▶ TASK INSTRUCTIONS: Report only the number of lines in the entries below that contain the string "blonde".

▶ DATA:
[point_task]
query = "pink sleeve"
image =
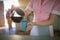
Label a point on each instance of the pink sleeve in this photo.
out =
(56, 8)
(30, 5)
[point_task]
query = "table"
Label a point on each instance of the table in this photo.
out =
(22, 37)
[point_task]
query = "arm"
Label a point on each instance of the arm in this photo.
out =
(51, 20)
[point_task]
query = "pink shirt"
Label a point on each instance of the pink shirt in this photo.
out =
(42, 12)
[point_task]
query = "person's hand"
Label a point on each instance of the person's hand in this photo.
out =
(29, 26)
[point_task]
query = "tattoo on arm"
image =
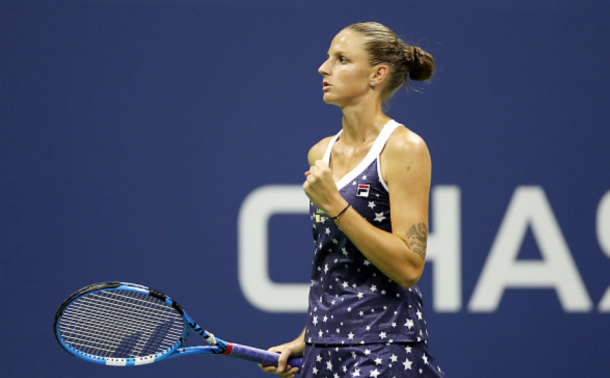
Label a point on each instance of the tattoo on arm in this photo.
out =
(418, 239)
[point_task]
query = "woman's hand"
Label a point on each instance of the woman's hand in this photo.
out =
(286, 351)
(321, 189)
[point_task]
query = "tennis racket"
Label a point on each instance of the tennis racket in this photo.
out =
(125, 324)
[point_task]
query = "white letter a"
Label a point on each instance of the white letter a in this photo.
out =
(530, 207)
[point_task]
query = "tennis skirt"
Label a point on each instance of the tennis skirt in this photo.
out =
(396, 360)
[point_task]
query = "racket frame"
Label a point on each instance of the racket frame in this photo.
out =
(217, 346)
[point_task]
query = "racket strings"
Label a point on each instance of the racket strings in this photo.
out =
(120, 324)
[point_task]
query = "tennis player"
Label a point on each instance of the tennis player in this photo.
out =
(369, 188)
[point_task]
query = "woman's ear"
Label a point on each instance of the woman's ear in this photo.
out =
(379, 74)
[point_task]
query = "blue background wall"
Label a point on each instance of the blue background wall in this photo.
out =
(132, 131)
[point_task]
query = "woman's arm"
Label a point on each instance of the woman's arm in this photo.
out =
(406, 168)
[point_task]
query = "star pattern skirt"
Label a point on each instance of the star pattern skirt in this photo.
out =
(370, 360)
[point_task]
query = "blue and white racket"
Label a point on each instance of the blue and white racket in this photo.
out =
(125, 324)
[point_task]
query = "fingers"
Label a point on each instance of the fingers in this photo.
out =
(283, 369)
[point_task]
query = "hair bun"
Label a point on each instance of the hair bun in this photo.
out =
(420, 64)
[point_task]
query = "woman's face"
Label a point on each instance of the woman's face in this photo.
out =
(346, 70)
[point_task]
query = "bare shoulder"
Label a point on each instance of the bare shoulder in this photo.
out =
(317, 151)
(405, 145)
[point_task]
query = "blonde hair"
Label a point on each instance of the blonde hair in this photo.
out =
(406, 61)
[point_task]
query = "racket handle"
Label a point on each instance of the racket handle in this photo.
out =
(258, 355)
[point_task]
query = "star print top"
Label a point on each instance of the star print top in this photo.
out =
(350, 300)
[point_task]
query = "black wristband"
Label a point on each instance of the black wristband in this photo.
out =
(341, 213)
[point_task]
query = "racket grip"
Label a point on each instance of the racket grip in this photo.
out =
(259, 356)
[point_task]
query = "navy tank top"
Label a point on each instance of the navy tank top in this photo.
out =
(350, 300)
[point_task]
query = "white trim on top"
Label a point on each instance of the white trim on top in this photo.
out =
(373, 154)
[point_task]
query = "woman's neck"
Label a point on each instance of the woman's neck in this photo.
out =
(362, 123)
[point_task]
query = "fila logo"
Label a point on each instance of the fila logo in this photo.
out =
(363, 190)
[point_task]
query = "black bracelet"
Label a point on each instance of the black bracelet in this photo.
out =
(341, 213)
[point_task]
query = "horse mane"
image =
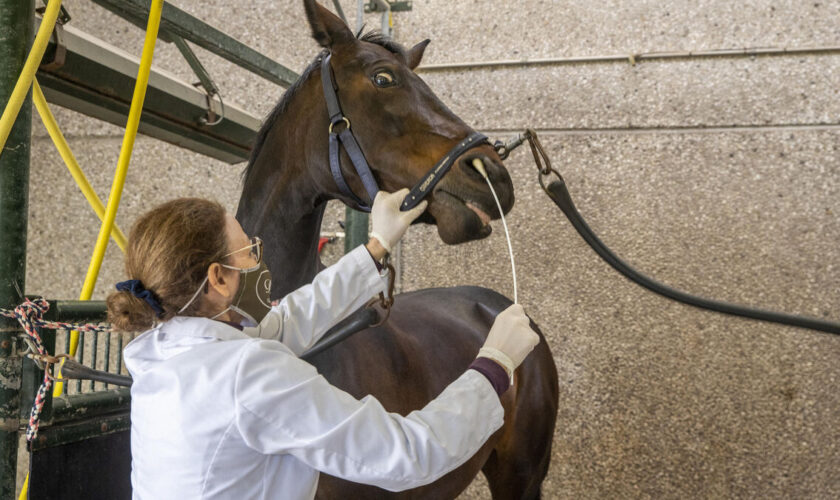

▶ RESPONSE TO THIS TASK: 2